Le contexte :Funérailles de madame Gilberte Lenoir, veuve de monsieur Henri Flament
Homélie :
Que
ce soit la mort d'une vieille maman, d'une vieille tante ou la mort
d'une jeune mère de famille, pour moi, c'est toujours scandaleux. Et je
pense que mon sentiment de révolte est partagé par beaucoup. Votre
présence dans cette église, pour cette célébration des obsèques, en est
une preuve : elle signifie, sans doute pour beaucoup, protestation,
révolte même. Et en même temps, se posent à nous deux questions : "
Pourquoi ? " et " Et après ? "
D’abord pourquoi ? À cette
question, il n'y a pas de réponse valable. La mort, c'est l'absurdité
totale. On a beau dire : c'est un phénomène naturel, c'est inscrit dans
nos gènes… On a beau penser et c'est vrai qu'on meurt un peu tous les
jours, malgré cela, tout en nous se révolte. Et d'abord parce que la
mort d'un être cher nous renvoie à l'idée de notre propre mort, que
nous ne sommes pas prêts à accepter. C'est d'ailleurs le propre de
l'humanité, ce qui nous fait sortir de l'animalité, de savoir que nous
sommes mortels. Alors, on se retourne vers Dieu ou bien pour s'insurger
contre lui. Qui de nous n'a jamais dit ou pensé : " Qu'est-ce que j'ai
fait au Bon Dieu ? " ou encore : " Je n'ai pas mérité çà ! " ou même :
" S'il y avait un Bon Dieu… ! "
A mon " Pourquoi ", à mon " Et après ? , la Bible donne une réponse. Il nous faut essayer de l'entendre
Dans
la première lettre de saint Jean, il y a cette phrase étonnante :
" Nous savons que nous sommes passés de la mort à la vie parce que nous
aimons nos frères ". C'est l'inverse du processus naturel, par lequel
nous passons de la vie à la mort ! Que veut-il dire ? Simplement qu'il
faut bien s'entendre sur le sens des mots " vie " et " mort «. Vivre,
c'est aimer, voilà ce que saint Jean nous dit. Mais Jean n'est pas un
naïf. Il sait très bien que le mot amour est un mot piégé. C'est
pourquoi il nous invite à préciser. Voulez-vous savoir ce que
c'est qu'aimer ? Regardez Jésus. Il a donné sa vie par amour. Vous
voulez apprendre à aimer ? Donnez votre vie. Voulez-vous
être un vivant ? Donnez votre vie.
* * * * * * * * *
#### CONSIGNES
1. Repérez dans les entrées ci-dessous chaque ligne qui contient le mot "shadow", puis recopiez-la.
2. Rédigez la suite de l'homélie des funérailles ci-dessus, en reprenant après sa dernière phrase.

#### EXTRAITS DES DONNÉES
* * * * * * * * *
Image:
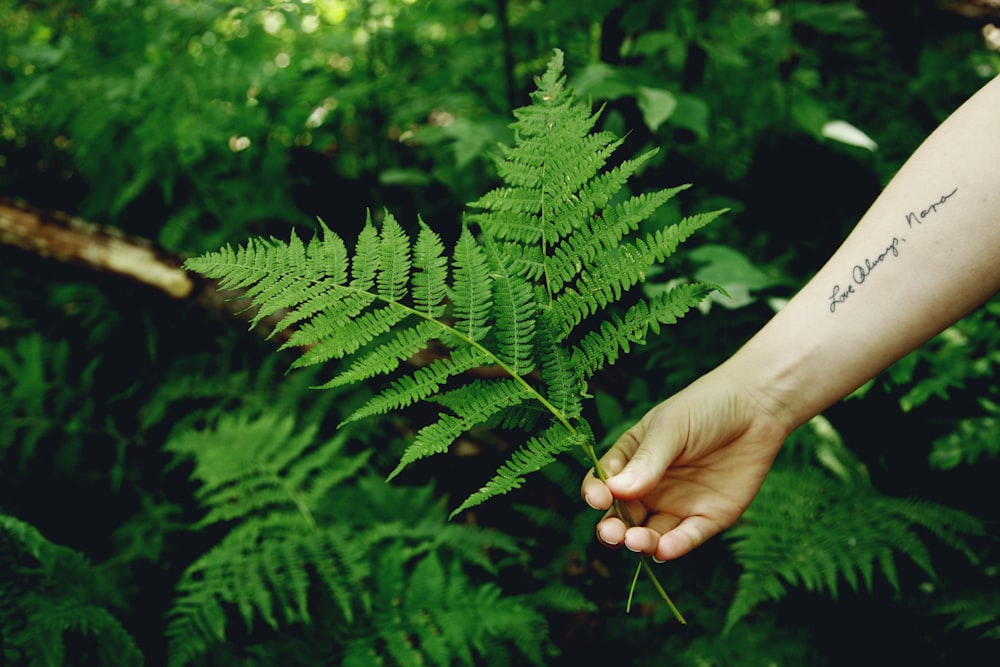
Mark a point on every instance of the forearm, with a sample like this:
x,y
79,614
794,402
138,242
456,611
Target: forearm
x,y
926,253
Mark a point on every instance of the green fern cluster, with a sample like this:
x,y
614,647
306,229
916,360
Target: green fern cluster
x,y
820,523
49,597
531,294
374,574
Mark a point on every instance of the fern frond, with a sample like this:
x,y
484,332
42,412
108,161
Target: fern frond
x,y
616,335
808,529
270,478
602,234
516,310
552,254
424,382
50,592
471,294
606,281
530,457
478,402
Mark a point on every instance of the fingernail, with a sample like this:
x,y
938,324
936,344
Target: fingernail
x,y
623,479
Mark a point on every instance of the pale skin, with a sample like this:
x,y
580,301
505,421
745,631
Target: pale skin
x,y
925,254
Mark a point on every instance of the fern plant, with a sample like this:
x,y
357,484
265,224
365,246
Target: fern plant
x,y
50,596
540,292
395,584
818,522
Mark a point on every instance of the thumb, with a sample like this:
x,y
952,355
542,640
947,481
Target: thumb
x,y
654,448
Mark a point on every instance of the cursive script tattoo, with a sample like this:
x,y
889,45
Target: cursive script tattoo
x,y
912,216
863,271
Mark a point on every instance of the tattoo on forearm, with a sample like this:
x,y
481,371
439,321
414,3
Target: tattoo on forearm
x,y
863,271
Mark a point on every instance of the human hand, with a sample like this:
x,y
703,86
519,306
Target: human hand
x,y
688,469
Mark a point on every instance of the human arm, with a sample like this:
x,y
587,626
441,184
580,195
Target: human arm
x,y
925,254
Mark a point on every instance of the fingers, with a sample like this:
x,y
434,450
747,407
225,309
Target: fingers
x,y
668,545
594,492
651,446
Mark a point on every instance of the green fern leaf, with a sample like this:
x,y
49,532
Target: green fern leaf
x,y
531,457
471,294
811,530
516,310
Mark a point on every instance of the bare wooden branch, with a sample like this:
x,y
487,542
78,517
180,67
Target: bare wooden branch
x,y
68,239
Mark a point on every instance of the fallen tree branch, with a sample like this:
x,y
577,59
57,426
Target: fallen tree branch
x,y
68,239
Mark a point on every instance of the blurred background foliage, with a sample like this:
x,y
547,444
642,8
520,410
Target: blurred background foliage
x,y
194,124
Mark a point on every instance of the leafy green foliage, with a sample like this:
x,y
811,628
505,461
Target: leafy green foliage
x,y
399,589
816,529
39,396
203,123
553,256
49,593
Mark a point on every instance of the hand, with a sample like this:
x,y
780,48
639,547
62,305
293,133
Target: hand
x,y
688,469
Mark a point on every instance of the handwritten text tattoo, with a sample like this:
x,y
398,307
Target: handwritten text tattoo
x,y
863,270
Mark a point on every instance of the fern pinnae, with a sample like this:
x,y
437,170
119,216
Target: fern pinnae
x,y
515,314
430,287
552,255
471,293
422,383
530,457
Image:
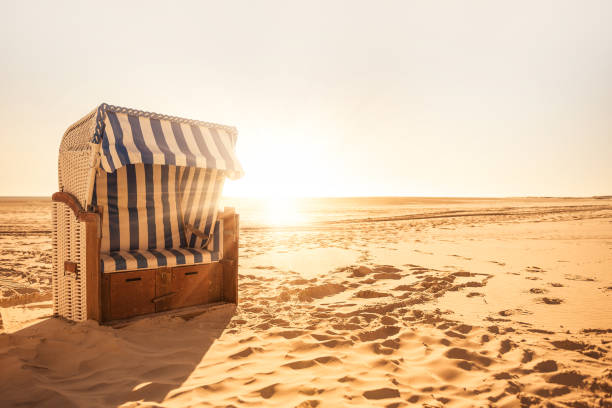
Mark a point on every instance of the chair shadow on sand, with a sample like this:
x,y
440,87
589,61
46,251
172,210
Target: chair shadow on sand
x,y
57,363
* * * * * * * * *
#### RÉPONSES
1.
Mark a point on every instance of the chair shadow on sand, with a sample like this:
Target: chair shadow on sand

2.
Aimer, c'est être
'éclaté vers’. Précisons encore. Donner sa vie, ce n'est pas d'abord
mourir pour, c'est vivre pour. J'ouvre les Évangiles à n'importe quelle
page, et je vois à l'œuvre l'amour que Jésus porte à chacun dans des
circonstances bien précises : chaque fois, il donne sa vie. « Ma vie
nul ne la prend, mais c'est moi qui la donne » dira-t-il.
Vous
me direz sans doute que tout cela est bel et bon, mais le chemin de
Jésus, en quoi nous concerne-t-il ? Au chapitre 6 de l'Épître aux
Hébreux, il y a une image : Jésus est comparé à la frégate légère
(disons aujourd'hui le remorqueur), qui introduit les cargos dans la
passe jusqu'au port, jusqu'au quai. Vous voulez vivre ? Faites
comme Jésus. Vous voulez vivre éternellement : vivez comme Jésus.
Je regarde le destin de Gilberte dont nous célébrons aujourd'hui les
obsèques : à sa manière, selon ses moyens, elle a vécu cela.
Aujourd'hui, elle a franchi la passe, elle entre au port. Nous avons
confiance qu'elle est entrée dans la vie éternelle !
Amen.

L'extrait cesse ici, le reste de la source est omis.